Problem requirements – All records that follow are to be output exactly.

'''

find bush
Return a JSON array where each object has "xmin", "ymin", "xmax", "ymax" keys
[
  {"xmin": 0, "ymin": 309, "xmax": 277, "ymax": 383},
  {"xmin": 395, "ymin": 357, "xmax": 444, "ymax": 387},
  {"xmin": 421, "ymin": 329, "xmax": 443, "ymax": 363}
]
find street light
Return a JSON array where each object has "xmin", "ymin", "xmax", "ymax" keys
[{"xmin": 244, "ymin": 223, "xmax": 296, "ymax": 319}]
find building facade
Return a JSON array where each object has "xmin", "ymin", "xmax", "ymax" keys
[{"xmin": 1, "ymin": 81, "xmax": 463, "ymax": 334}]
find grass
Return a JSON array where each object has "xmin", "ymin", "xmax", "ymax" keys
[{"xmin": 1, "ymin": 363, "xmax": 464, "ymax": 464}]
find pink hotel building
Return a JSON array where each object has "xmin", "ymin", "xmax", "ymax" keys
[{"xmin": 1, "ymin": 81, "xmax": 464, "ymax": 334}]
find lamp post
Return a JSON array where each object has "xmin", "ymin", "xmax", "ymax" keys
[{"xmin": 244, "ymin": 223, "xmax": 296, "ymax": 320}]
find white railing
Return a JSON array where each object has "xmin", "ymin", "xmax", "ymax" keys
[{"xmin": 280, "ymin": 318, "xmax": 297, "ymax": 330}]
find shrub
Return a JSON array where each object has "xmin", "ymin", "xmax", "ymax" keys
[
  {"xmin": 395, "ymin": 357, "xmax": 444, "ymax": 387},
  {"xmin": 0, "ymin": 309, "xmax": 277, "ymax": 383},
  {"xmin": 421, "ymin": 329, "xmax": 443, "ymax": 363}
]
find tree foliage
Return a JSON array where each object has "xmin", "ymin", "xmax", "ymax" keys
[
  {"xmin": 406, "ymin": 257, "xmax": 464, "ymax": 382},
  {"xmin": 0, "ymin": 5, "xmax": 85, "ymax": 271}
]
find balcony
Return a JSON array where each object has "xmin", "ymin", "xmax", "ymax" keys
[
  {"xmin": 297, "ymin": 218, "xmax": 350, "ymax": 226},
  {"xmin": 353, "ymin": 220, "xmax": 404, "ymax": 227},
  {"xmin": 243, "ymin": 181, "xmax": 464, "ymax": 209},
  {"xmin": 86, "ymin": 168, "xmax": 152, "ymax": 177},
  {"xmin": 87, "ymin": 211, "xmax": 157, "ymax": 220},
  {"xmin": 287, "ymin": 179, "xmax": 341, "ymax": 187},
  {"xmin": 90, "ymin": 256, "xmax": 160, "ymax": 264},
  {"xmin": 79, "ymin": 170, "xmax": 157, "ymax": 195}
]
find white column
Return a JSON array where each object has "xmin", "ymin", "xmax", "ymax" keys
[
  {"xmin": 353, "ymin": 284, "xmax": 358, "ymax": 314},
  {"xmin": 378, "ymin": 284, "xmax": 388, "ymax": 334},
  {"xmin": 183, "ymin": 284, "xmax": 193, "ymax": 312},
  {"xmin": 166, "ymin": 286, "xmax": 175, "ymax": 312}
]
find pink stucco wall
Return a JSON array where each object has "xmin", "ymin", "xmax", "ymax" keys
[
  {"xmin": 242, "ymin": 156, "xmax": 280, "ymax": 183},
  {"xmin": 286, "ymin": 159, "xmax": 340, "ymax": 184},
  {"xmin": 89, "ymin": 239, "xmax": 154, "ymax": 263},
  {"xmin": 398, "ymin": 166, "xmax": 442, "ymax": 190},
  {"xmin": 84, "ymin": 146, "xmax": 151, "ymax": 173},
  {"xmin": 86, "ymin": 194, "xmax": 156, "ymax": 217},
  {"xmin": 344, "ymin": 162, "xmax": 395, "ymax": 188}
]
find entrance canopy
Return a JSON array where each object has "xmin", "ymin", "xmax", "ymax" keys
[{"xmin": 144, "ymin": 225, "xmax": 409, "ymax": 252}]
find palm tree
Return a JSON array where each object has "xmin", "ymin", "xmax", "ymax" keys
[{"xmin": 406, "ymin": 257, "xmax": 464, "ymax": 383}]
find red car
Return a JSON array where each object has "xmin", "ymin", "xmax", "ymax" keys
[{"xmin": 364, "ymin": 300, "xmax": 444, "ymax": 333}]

'''

Task response –
find bush
Return a JSON array where each object has "xmin", "ymin", "xmax", "ymax" keys
[
  {"xmin": 0, "ymin": 309, "xmax": 277, "ymax": 383},
  {"xmin": 395, "ymin": 357, "xmax": 444, "ymax": 387},
  {"xmin": 421, "ymin": 329, "xmax": 443, "ymax": 363}
]
find street light
Return a JSON array where each object has "xmin", "ymin", "xmax", "ymax" keys
[{"xmin": 244, "ymin": 223, "xmax": 296, "ymax": 319}]
find building facade
Return a JSON array where each object has "xmin", "ymin", "xmax", "ymax" keys
[{"xmin": 1, "ymin": 81, "xmax": 463, "ymax": 334}]
find grass
Return a JSON array where each object has "xmin", "ymin", "xmax", "ymax" keys
[{"xmin": 1, "ymin": 363, "xmax": 464, "ymax": 464}]
find pink hotel building
Return a JSON array where each object has "xmin", "ymin", "xmax", "ymax" keys
[{"xmin": 1, "ymin": 81, "xmax": 464, "ymax": 334}]
find lamp post
Return a JSON array where each object has "xmin", "ymin", "xmax", "ymax" keys
[{"xmin": 244, "ymin": 223, "xmax": 296, "ymax": 320}]
find white railing
Return a JSON array where each object has "xmin", "ymin", "xmax", "ymax" keys
[{"xmin": 280, "ymin": 318, "xmax": 297, "ymax": 330}]
find shrub
Return a JSON array where each object has "xmin", "ymin", "xmax", "ymax" keys
[
  {"xmin": 395, "ymin": 357, "xmax": 444, "ymax": 387},
  {"xmin": 0, "ymin": 309, "xmax": 277, "ymax": 383},
  {"xmin": 421, "ymin": 329, "xmax": 443, "ymax": 363}
]
find tree foliage
Return a JSON array where each object has "xmin", "ymin", "xmax", "ymax" keys
[
  {"xmin": 406, "ymin": 257, "xmax": 464, "ymax": 382},
  {"xmin": 0, "ymin": 5, "xmax": 85, "ymax": 271}
]
find balcony
Return a JSON array where each object has "xmin", "ymin", "xmax", "ymax" keys
[
  {"xmin": 297, "ymin": 218, "xmax": 350, "ymax": 226},
  {"xmin": 353, "ymin": 220, "xmax": 404, "ymax": 227},
  {"xmin": 243, "ymin": 181, "xmax": 464, "ymax": 209},
  {"xmin": 86, "ymin": 168, "xmax": 152, "ymax": 177},
  {"xmin": 87, "ymin": 211, "xmax": 157, "ymax": 220},
  {"xmin": 287, "ymin": 179, "xmax": 341, "ymax": 187},
  {"xmin": 90, "ymin": 256, "xmax": 160, "ymax": 264},
  {"xmin": 79, "ymin": 170, "xmax": 157, "ymax": 195}
]
find white column
Return a JSON array where each object has "xmin", "ymin", "xmax", "ymax" keys
[
  {"xmin": 353, "ymin": 284, "xmax": 358, "ymax": 314},
  {"xmin": 378, "ymin": 284, "xmax": 388, "ymax": 334},
  {"xmin": 183, "ymin": 284, "xmax": 193, "ymax": 312},
  {"xmin": 166, "ymin": 286, "xmax": 175, "ymax": 312}
]
find pink stucco wall
Return a JSON array where each object has "xmin", "ymin", "xmax", "ymax" keys
[
  {"xmin": 242, "ymin": 156, "xmax": 280, "ymax": 183},
  {"xmin": 286, "ymin": 159, "xmax": 340, "ymax": 184},
  {"xmin": 89, "ymin": 239, "xmax": 154, "ymax": 263},
  {"xmin": 398, "ymin": 166, "xmax": 442, "ymax": 190},
  {"xmin": 84, "ymin": 146, "xmax": 151, "ymax": 173},
  {"xmin": 86, "ymin": 194, "xmax": 156, "ymax": 217},
  {"xmin": 344, "ymin": 162, "xmax": 395, "ymax": 188}
]
find entrance canopy
Return a JSON array where each object has "xmin", "ymin", "xmax", "ymax" keys
[{"xmin": 144, "ymin": 225, "xmax": 409, "ymax": 252}]
find palm tree
Return a JSON array where each object has "xmin", "ymin", "xmax", "ymax" keys
[{"xmin": 406, "ymin": 257, "xmax": 464, "ymax": 383}]
find red car
Return a JSON array where each object has "xmin", "ymin", "xmax", "ymax" keys
[{"xmin": 364, "ymin": 300, "xmax": 444, "ymax": 333}]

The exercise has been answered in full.